= What the task requires =
Extract each line of the entries below that contains the string "post". Matches are case-sensitive.

<<<<

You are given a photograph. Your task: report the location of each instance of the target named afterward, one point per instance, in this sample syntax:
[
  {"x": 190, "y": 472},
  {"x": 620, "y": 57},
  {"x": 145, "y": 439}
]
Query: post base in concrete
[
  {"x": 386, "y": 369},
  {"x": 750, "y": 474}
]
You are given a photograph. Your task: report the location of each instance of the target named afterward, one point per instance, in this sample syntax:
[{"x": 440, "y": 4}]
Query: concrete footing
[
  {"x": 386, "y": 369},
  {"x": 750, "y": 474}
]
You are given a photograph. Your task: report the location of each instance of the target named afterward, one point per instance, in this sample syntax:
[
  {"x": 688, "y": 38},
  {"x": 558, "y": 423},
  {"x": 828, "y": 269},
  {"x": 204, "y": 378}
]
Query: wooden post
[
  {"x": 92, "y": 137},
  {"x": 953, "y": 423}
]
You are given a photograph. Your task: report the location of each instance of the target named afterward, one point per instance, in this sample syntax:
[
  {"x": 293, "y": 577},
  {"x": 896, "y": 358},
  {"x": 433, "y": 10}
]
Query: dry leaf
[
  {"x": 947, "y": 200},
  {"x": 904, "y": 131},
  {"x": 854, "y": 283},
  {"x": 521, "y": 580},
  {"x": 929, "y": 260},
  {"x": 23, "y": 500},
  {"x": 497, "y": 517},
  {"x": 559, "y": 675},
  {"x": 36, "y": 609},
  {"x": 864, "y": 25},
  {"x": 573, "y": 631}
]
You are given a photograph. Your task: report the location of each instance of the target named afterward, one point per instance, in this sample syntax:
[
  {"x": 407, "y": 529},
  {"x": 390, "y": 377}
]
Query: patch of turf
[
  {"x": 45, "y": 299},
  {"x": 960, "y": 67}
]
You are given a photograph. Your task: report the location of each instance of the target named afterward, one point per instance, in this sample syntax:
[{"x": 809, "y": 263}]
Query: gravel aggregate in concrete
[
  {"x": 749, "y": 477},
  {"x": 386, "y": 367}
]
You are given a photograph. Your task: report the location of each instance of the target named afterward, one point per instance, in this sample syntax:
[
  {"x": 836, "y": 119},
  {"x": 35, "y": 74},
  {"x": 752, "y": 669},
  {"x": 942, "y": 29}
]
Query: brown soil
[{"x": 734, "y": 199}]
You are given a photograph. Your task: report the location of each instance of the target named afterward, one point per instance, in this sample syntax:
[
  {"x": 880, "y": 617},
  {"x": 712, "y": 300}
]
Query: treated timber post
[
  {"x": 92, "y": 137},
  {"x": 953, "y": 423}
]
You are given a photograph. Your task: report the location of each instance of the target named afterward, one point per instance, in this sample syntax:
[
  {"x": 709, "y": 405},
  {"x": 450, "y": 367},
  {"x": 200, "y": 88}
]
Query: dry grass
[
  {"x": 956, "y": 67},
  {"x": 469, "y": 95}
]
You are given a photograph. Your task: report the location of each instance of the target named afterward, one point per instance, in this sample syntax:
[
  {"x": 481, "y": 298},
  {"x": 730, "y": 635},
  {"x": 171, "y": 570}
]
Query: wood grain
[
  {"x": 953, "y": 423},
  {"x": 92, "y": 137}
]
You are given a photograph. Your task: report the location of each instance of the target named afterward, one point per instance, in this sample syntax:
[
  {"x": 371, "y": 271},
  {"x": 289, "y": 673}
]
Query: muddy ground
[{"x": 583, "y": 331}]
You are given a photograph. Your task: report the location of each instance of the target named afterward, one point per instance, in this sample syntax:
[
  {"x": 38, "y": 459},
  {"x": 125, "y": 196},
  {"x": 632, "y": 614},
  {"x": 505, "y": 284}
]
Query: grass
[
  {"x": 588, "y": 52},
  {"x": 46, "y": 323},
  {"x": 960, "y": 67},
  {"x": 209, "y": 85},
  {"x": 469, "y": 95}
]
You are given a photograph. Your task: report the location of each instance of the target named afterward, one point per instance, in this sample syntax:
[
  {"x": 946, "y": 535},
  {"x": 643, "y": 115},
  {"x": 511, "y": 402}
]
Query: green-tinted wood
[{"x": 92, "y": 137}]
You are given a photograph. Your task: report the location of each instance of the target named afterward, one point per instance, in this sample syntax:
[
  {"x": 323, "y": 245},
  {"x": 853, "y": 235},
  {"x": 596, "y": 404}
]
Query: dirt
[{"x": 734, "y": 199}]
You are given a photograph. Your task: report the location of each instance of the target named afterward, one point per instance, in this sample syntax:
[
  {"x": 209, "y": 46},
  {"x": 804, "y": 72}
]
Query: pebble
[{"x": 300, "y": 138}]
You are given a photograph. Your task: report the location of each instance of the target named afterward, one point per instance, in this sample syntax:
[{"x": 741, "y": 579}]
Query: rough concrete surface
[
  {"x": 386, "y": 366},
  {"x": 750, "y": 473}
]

>>>>

= Reply =
Query: post base in concrete
Query: wooden post
Query: treated timber post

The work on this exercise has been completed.